— START PAGE TEXT —

# Question : Difference between 695 (2012) & 695 (Pre 2012)



## lactician (Oct 25, 2008)

Hi folks, 
The main difference, as I understand it, between the 695 (2012) is that its now Di2 ready, whereas the 695's that were pre-2012, customers had to choose between Di2 or Non-Di2 models. And of course, the color selections. 

However, there were some rumors, of which I cannot find any substantial evidence on the internet, that there were some changes in the way the carbon were being laid up. For the 2012 models. I would expect that there would be a change between the SR and the non-SR model, and hence the difference in the stiffness. 

Would anyone care to comment on this? Is this true? 

thanking you in advance.


----------



## justin. (Jul 18, 2011)

— END PAGE TEXT —
— START SUPPLIED DATA —

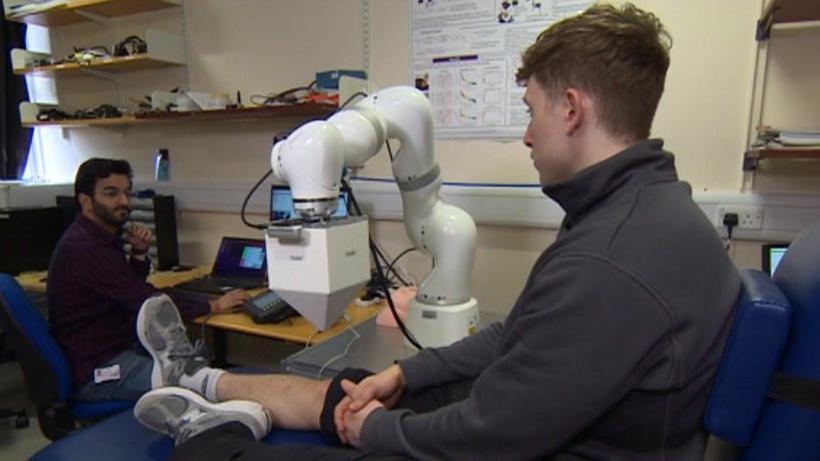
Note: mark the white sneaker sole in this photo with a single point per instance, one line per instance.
(151, 306)
(175, 402)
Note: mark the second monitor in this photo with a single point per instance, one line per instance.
(281, 203)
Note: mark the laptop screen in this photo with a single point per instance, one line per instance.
(281, 204)
(771, 254)
(240, 257)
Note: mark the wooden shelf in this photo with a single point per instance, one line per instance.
(115, 64)
(71, 11)
(791, 12)
(788, 152)
(310, 111)
(127, 120)
(754, 156)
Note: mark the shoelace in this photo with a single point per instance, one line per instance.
(182, 352)
(183, 428)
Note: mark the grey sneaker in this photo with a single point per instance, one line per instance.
(162, 333)
(182, 414)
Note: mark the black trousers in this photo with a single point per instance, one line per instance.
(235, 442)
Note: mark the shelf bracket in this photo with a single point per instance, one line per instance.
(98, 18)
(750, 161)
(764, 24)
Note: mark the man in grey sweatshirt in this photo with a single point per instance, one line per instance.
(610, 350)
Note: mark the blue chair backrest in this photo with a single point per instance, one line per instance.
(31, 327)
(789, 429)
(766, 397)
(750, 358)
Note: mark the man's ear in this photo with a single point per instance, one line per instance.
(575, 110)
(85, 201)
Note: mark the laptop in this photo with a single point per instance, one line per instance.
(771, 254)
(281, 203)
(240, 263)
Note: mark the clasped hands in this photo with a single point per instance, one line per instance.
(381, 390)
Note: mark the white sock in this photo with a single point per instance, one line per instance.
(203, 381)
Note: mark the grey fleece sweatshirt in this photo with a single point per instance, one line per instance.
(609, 351)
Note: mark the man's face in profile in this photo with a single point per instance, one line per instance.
(111, 203)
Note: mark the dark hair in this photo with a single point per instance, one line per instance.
(98, 168)
(617, 55)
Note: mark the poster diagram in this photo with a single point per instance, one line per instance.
(465, 55)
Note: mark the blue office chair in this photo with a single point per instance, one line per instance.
(45, 369)
(766, 397)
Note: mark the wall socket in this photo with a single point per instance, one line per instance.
(749, 217)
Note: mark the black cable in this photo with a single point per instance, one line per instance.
(278, 97)
(390, 303)
(389, 150)
(248, 197)
(391, 266)
(374, 251)
(348, 100)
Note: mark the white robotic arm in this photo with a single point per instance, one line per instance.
(310, 162)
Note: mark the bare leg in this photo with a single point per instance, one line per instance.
(292, 402)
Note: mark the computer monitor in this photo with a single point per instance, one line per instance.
(281, 203)
(771, 254)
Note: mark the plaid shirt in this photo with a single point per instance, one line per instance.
(94, 294)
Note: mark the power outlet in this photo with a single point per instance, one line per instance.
(749, 217)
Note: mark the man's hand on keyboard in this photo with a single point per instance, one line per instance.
(229, 300)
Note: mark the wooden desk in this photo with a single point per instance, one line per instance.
(36, 280)
(296, 329)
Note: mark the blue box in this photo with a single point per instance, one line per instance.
(329, 80)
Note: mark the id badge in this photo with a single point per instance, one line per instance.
(102, 375)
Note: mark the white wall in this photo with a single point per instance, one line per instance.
(262, 46)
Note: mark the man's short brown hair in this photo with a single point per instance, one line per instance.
(617, 55)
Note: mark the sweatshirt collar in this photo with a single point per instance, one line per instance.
(639, 164)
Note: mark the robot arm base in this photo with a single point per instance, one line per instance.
(437, 326)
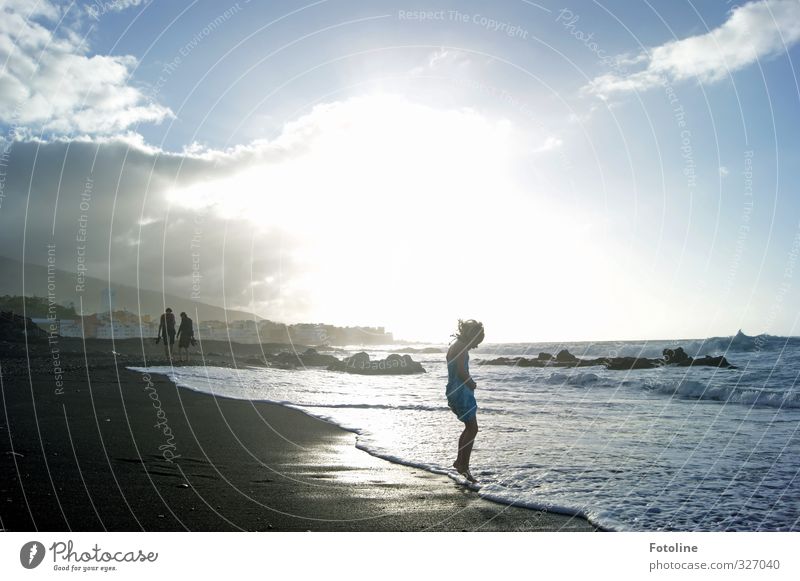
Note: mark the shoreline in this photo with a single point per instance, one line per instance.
(560, 511)
(93, 458)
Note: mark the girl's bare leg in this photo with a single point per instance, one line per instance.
(465, 443)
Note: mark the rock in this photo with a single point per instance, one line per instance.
(394, 364)
(719, 361)
(677, 355)
(565, 356)
(628, 363)
(427, 350)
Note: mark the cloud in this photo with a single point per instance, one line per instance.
(97, 8)
(50, 82)
(753, 31)
(328, 219)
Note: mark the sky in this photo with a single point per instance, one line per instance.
(560, 171)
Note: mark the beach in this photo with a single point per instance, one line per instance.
(89, 445)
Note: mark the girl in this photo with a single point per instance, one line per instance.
(460, 390)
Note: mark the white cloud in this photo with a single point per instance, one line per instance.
(97, 8)
(752, 31)
(50, 82)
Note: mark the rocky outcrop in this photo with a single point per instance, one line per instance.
(676, 357)
(15, 328)
(308, 358)
(394, 364)
(423, 350)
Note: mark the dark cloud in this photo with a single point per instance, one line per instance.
(112, 193)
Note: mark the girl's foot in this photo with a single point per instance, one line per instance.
(464, 471)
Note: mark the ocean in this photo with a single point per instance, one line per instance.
(666, 449)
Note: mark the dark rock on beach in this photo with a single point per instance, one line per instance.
(423, 350)
(676, 357)
(394, 364)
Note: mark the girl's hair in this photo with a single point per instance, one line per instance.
(468, 330)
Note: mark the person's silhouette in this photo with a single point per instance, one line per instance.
(166, 332)
(185, 336)
(460, 390)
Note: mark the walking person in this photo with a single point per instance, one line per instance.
(185, 337)
(166, 332)
(460, 390)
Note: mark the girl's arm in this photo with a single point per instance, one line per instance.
(462, 371)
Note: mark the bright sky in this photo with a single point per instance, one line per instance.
(613, 170)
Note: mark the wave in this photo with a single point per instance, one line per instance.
(691, 389)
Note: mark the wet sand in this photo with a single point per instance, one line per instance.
(113, 449)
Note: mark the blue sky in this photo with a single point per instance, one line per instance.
(577, 170)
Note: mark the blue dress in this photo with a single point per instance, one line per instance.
(460, 398)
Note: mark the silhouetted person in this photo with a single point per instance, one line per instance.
(460, 390)
(166, 332)
(185, 336)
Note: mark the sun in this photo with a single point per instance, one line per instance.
(403, 214)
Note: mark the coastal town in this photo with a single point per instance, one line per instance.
(123, 324)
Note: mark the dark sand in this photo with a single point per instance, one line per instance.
(90, 459)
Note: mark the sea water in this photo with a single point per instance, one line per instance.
(654, 449)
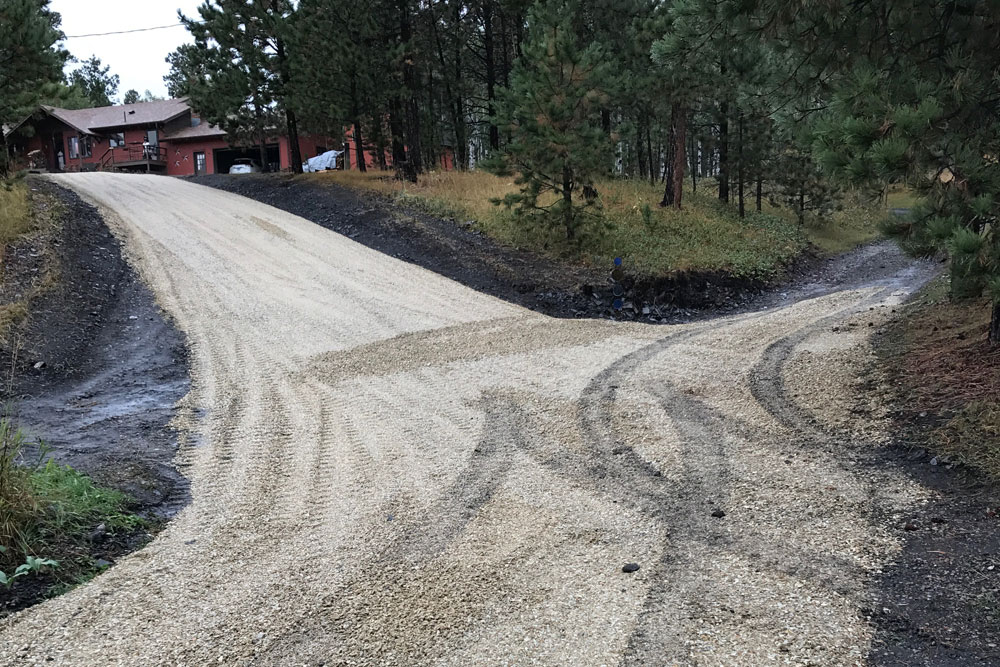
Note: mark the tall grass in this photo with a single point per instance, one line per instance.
(705, 236)
(15, 211)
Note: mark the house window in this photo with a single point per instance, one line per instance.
(80, 147)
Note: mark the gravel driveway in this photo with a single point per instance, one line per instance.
(388, 468)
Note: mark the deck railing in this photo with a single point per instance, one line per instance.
(133, 154)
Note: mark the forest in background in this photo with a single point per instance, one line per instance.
(788, 102)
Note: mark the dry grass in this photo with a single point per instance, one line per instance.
(950, 374)
(705, 236)
(855, 223)
(15, 211)
(26, 215)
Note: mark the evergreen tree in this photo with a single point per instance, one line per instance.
(350, 88)
(238, 73)
(553, 114)
(917, 105)
(30, 62)
(95, 80)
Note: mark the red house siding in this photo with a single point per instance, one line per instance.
(52, 130)
(180, 155)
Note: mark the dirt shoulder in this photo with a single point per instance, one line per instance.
(939, 603)
(457, 251)
(95, 369)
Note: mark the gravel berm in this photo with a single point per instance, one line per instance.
(388, 468)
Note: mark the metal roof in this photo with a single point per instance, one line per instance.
(202, 131)
(121, 115)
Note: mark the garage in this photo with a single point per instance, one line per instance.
(225, 157)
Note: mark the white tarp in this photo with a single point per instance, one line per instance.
(322, 162)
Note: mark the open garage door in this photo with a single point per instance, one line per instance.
(225, 157)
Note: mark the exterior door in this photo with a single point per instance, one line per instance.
(58, 161)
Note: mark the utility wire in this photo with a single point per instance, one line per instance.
(125, 32)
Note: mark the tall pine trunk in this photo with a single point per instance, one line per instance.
(676, 158)
(359, 146)
(680, 153)
(413, 149)
(491, 74)
(739, 167)
(568, 203)
(995, 324)
(724, 152)
(694, 165)
(399, 154)
(649, 151)
(294, 151)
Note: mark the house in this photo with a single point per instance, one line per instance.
(163, 137)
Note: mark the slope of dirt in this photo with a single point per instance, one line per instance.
(94, 373)
(940, 601)
(547, 286)
(394, 469)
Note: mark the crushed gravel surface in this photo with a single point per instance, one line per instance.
(388, 468)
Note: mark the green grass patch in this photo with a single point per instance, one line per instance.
(706, 235)
(948, 377)
(15, 211)
(48, 513)
(857, 221)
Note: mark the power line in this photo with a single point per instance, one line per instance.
(125, 32)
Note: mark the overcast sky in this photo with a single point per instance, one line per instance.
(138, 58)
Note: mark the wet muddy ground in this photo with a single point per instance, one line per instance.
(101, 367)
(114, 366)
(459, 252)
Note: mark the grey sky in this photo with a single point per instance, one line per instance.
(138, 58)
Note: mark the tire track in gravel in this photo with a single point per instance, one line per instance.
(385, 478)
(354, 626)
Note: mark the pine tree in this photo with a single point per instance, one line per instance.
(95, 80)
(238, 71)
(918, 104)
(30, 62)
(553, 113)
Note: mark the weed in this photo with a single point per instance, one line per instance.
(31, 565)
(705, 236)
(15, 211)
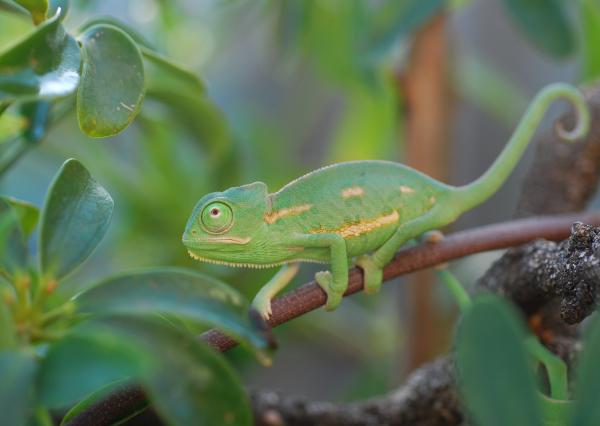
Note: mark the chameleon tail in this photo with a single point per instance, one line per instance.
(475, 193)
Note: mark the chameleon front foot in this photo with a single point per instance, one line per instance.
(262, 304)
(373, 274)
(334, 296)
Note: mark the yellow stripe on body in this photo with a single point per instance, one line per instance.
(274, 216)
(362, 227)
(354, 191)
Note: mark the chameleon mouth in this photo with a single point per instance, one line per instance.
(234, 264)
(218, 240)
(249, 265)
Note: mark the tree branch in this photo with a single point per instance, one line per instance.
(309, 296)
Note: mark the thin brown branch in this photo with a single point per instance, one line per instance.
(309, 296)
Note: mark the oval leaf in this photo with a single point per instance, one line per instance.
(396, 19)
(75, 217)
(544, 23)
(179, 292)
(112, 83)
(27, 213)
(85, 361)
(190, 383)
(81, 411)
(587, 386)
(43, 65)
(13, 250)
(109, 20)
(17, 370)
(495, 379)
(37, 8)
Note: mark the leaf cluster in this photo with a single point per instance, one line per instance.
(126, 328)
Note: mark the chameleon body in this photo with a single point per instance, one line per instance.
(362, 210)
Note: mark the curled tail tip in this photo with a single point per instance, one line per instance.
(582, 113)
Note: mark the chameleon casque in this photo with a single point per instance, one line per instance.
(361, 210)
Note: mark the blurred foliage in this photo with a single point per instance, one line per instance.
(496, 377)
(55, 350)
(287, 86)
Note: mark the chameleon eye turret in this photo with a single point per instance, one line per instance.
(362, 210)
(216, 218)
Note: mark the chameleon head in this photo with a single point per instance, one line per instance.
(225, 227)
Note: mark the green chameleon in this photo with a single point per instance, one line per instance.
(362, 210)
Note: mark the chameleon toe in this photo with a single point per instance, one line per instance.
(373, 274)
(325, 281)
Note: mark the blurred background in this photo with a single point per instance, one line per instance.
(294, 85)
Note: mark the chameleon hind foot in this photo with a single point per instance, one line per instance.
(373, 274)
(334, 296)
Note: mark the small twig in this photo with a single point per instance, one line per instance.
(309, 296)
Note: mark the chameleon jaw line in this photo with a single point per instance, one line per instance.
(220, 240)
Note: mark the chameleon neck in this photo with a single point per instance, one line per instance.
(478, 191)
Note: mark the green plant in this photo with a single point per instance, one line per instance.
(497, 379)
(103, 68)
(54, 351)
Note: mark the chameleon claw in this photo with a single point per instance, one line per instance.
(325, 281)
(373, 274)
(262, 305)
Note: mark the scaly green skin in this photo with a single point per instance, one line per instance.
(363, 209)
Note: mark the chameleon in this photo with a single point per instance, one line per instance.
(358, 210)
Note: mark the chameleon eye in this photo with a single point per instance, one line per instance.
(216, 217)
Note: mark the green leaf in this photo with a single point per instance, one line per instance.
(109, 20)
(96, 397)
(13, 250)
(43, 65)
(495, 378)
(586, 410)
(27, 213)
(86, 360)
(163, 72)
(17, 370)
(37, 8)
(75, 217)
(397, 19)
(590, 41)
(11, 126)
(174, 291)
(37, 114)
(184, 94)
(8, 335)
(187, 381)
(112, 83)
(199, 116)
(54, 5)
(544, 23)
(190, 384)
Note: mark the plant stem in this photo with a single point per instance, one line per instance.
(555, 367)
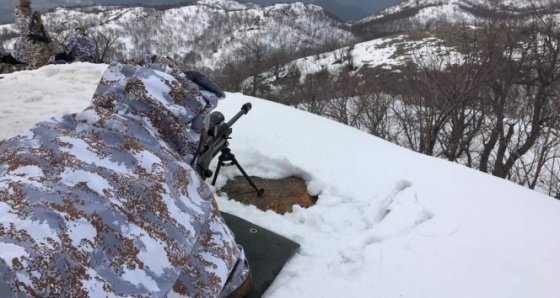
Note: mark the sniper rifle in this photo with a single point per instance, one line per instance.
(219, 133)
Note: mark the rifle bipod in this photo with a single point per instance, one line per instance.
(227, 156)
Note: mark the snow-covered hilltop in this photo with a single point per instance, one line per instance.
(203, 34)
(426, 14)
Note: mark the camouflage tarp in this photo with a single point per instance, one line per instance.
(103, 203)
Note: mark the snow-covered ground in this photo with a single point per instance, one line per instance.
(388, 223)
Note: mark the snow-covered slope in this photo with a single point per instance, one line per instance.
(425, 14)
(207, 32)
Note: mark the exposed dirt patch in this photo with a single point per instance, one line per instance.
(279, 195)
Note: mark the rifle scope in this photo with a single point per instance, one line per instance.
(217, 119)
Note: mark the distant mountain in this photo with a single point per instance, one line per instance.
(425, 14)
(205, 35)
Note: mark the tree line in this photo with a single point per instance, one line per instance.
(492, 105)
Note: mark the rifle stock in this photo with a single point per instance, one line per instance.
(218, 135)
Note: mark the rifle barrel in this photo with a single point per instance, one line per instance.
(244, 110)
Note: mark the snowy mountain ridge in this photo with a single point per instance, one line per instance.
(204, 34)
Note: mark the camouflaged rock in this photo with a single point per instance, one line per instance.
(103, 203)
(80, 47)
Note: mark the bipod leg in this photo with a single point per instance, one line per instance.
(259, 191)
(226, 155)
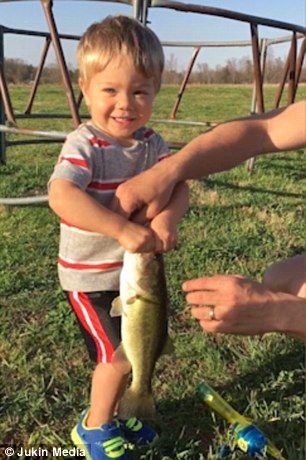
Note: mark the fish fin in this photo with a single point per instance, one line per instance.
(119, 354)
(117, 307)
(136, 404)
(168, 347)
(131, 299)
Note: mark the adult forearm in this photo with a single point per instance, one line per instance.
(291, 315)
(233, 142)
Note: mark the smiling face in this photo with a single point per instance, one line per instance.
(120, 99)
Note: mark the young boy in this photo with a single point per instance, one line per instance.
(120, 65)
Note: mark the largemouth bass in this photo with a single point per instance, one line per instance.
(143, 303)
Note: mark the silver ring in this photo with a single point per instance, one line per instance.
(211, 313)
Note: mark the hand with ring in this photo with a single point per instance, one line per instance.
(237, 305)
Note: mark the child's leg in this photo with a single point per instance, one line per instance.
(108, 383)
(287, 276)
(102, 334)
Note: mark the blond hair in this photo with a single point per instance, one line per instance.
(117, 35)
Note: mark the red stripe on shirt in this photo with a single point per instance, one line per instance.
(75, 161)
(90, 266)
(148, 133)
(104, 185)
(163, 157)
(64, 222)
(96, 142)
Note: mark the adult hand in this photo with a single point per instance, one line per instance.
(137, 238)
(142, 197)
(241, 306)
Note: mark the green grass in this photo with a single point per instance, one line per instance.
(237, 223)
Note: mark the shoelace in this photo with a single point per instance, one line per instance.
(114, 447)
(133, 424)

— END SUPPLIED DATA —

**WRITTEN REQUEST 1:** Rewrite the 695 frame thread from "However, there were" up to and including "Is this true?", swapping "stiffness" for "rigidity".
**WRITTEN REQUEST 2:** Continue the thread about the 695 frames from where it stops.
The material above was taken from a separate source.

**EXERCISE ANSWER 1:**
However, there were some rumors, of which I cannot find any substantial evidence on the internet, that there were some changes in the way the carbon were being laid up. For the 2012 models. I would expect that there would be a change between the SR and the non-SR model, and hence the difference in the rigidity. 

Would anyone care to comment on this? Is this true?

**EXERCISE ANSWER 2:**
Di2 ready was the main change for 2012. The carbon lay up was the same, as far as I know. And the only current SR model is the Team Replica paint scheme. All others are the non SR version. The other running change I know of for 2012 is going from the carbon front der hanger to a aluminum front der hanger.


----------



## Morgan01 (Dec 14, 2011)

I've a 2011 Look695SR premium white/red but doubt it's Di2 ready frame. Is there anyway that I can still fit a Di2 for my frame? If so any special parts I'd need?

Thanks for your advice.


----------



## JMRR1 (Apr 8, 2009)

justin. said:


> Di2 ready was the main change for 2012. The carbon lay up was the same, as far as I know. And the only current SR model is the Team Replica paint scheme. All others are the non SR version. The other running change I know of for 2012 is going from the carbon front der hanger to a aluminum front der hanger.


So are all 2012 Team Replica 695's the SR model? or are there non-SR's in Team Replica paint as well? 

Thanks!

JMRR1


----------



## Morgan01 (Dec 14, 2011)

JMRR1 said:


> So are all 2012 Team Replica 695's the SR model? or are there non-SR's in Team Replica paint as well?
> 
> Thanks!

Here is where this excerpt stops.